Terwijl er al spanning in de lucht hangt, komt Dirk als achtste kind en vijfde jongen op 11 augustus 1913 ter wereld. Heuff draait op volle toeren en mechaniseert wat er te mechaniseren valt, tenminste voor zover het geld opbrengt. Hij gaat graag naar school en is een gewiekste leerling. De bovenmeester staat dan ook al gauw bij zijn vader Dirk sr. op de stoep om te zeggen dat Dirk jr. moet doorleren. Die boodschap bevalt opa helemaal niet. Meenhorst mag maar net binnenkomen, maar krijgt gelijk te horen: “ze motte allemoal werke, dus Dirk goa ok werke, der kom niks van in, en doarmee uit”. Discussie gesloten, de meester gaat onverrichter zake naar huis, met de deksel op zijn neus en is ontstemd over de starre houding van die stoker. Maar opa’s wil is wet. Toch wel een ‘keijn’, maar erg lief en bezorgd voor zijn gezin.
Ook oom Dirk doorloopt alle werkzaamheden die op de oven maar te bedenken zijn. Hij begint ‘illegaal’,hij is eigenlijk met zijn 13 een jaar te jong om te mogen werken, je moet 14 zijn volgens de wet. Maar er is niemand die daarom maalt of controleert.
Hij heeft dan al een oogje laten vallen op de vrouw van zijn dromen Maria van Anrooy. Maria is van 24 juli 1915, Ze wordt zus genoemd en hij trouwt haar op dertien augustus 1942 in Herwijnen. Ze betrekken een klein huisje aan de Waaldijk in Herwijnen, kijken uit over de waard tot aan de Waal. Dirk blijft echter in Vuren werken, tenminste zo lang als het duurt. Het is oorlogstijd. In ’43 is hij zelfs turfdroger. Op het kantoor in Gorcum is niets meer te doen. Heuff stuurt dan zijn klerk De Rover naar Spies die hem aan het trufdrogen zet. Hij wil zijn kantoorhulp niet kwijt, maar hij moet wel zijn geld opbrengen.

● **Gestelde opgave 1**
Op welke datum trouwt Dirk volgens het tekstfragment met Maria van Anrooy?
● **Gestelde opgave 2**
Schrijf het tekstfragment over Dirk verder, aansluitend op de laatste zin.
De gegevens spelen hierbij geen enkele rol.

● **Verstrekte gegevens**
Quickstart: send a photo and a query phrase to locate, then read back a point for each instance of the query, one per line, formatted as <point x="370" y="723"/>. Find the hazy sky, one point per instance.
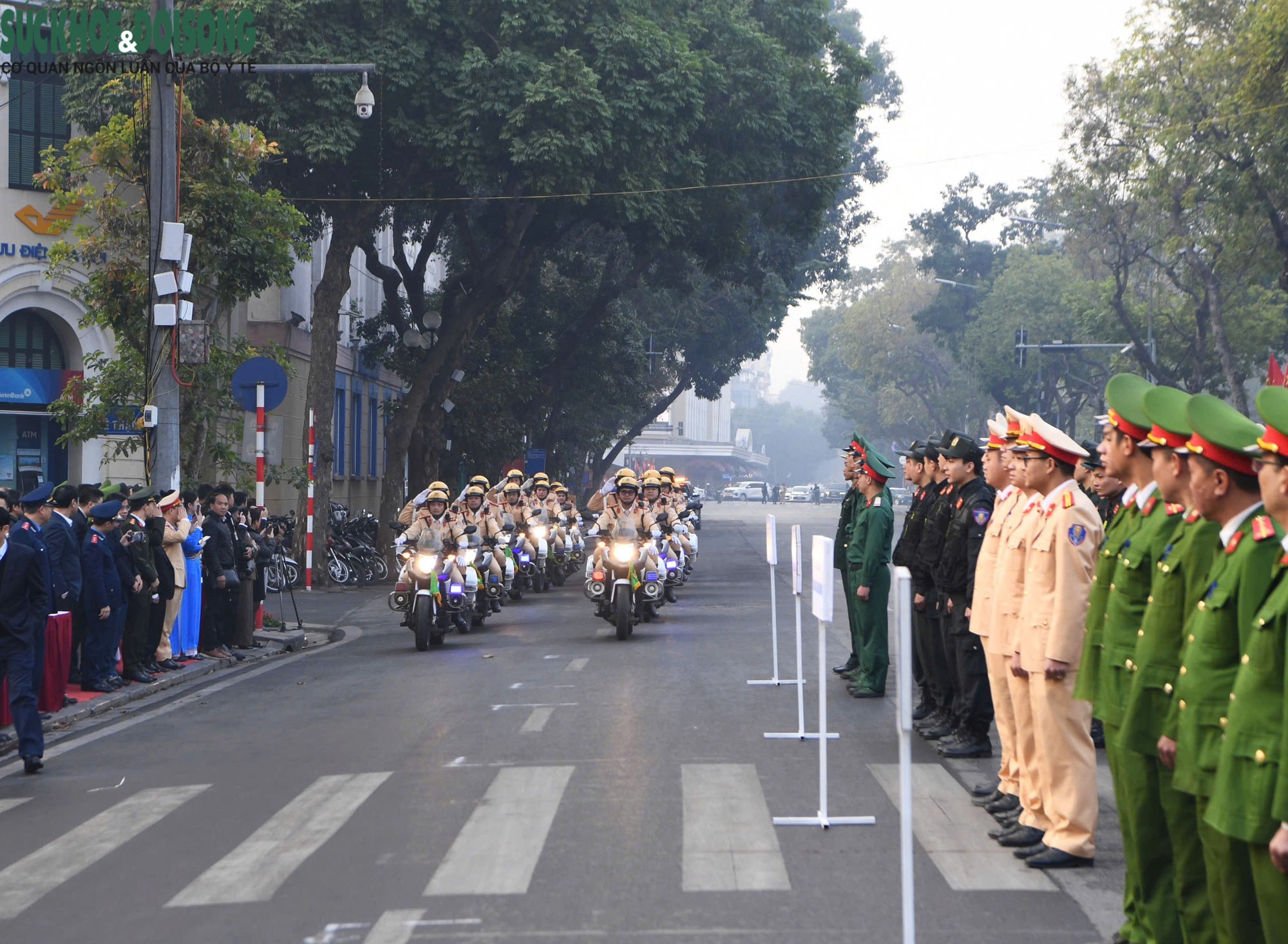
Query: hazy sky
<point x="983" y="91"/>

● **Antwoord opgave 1**
Op 13 augustus 1942, in Herwijnen.

● **Antwoord opgave 2**
Dirk kan verdwijnen. Hij gaat in Bommel naar de arbeidsbeurs en maakt duidelijk dat hij wil werken voor zijn brood. Hij komt dan in dienst bij de Nederlandse Heidemaatschappij. Hij krijgt een ploeg van 15-16 man onder zich en doet daarmee boerenwerk als aardappelen rooien, spitten enz. in de wijde omgeving. Op het einde van de oorlog wordt Dirk door de gemeentelijke instanties verzocht dienst te nemen in de Binnenlandse Strijdkrachten. Zijn leidende functie bij Heidemaatschappij hebben de autoriteiten kennelijk op zijn spoor gezet. Hij is opgevallen door zijn wijze van functioneren. Hij krijgt de rang van sergeant, heeft echter geen militaire opleiding. Zelf vraagt hij in de keuken te mogen werken en later als fournisseur.
Maar nee, hij moet met manschappen werken, leiding geven, hij gaat met ze marcheren, schieten en voor dag en dauw al
sporten. Op het fort is hij betrokken bij het begeleiden van de gedetineerden en moet die vaak weg brengen naar andere plaatsen en andere instanties. Zo
herinnert hij zich de busreis naar Den Helder. De reis, het vervoer is nog uiterst gebrekkig, verloopt niet vlot. Hij vraagt zich af of hij die dag nog wel
thuis kan komen.
Maar via Den Haag en Rotterdam is hij ’s avonds toch om half acht in Herwijnen, bij tante Zus die zich al bar ongerust heeft gemaakt. Bij de
B.S. blijft hij 2 jaar en dan is het weer voorbij en krijgt hij eervol ontslag. Iedereen is zeer tevreden over de sergeant. Hij doet zijn werk voor 100% en is
uiterst gezagsgetrouw. Ook Jo de Leeuw werkt administratief op het Fort. Hij kan Dirk de wachtcommandant, vanaf zijn
bureau net zien. Op een keer meldt hij zich telefonisch als ‘de commandant’, de hoogste baas. Oom Dirk pakt de telefoon, springt in de houding en meldt zich als “sergeant"
Keijnemans: "Wat is er van uw
orders majoor”.Grote pret, ik denk dat Jo het nooit aan Dirk verteld heeft. Achteraf gezien zegt Dirk over de B.S.tijd: “ Ik had daar moeten kunnen
blijven, het verdiende twee keer zo goed als in mijn andere werk. Ik had het buitengewoon naar mijn zin”.
Daarna verleent hij ook nog zijn diensten bij de herbouw, reparatie van de Zaltbommelse brug. Deze is in de oorlog gebombardeerd. Een hoogstandje van zijn kunnen, nieuwe spanten stellen.
Tijdens de oorlogsjaren hebben Dirk en Zus niet veel haast met kinderen, Ria wordt niet voor 28 september 1947 geboren als dochter van de sergeant.
a. Catharina (Ria) Keijnemans geboren op 28 september 1947 in Herwijnen .Zij werkt enkele jaren op kantoor bij Heuff in Vuren, angstvallig in het oog gehouden door haar vader.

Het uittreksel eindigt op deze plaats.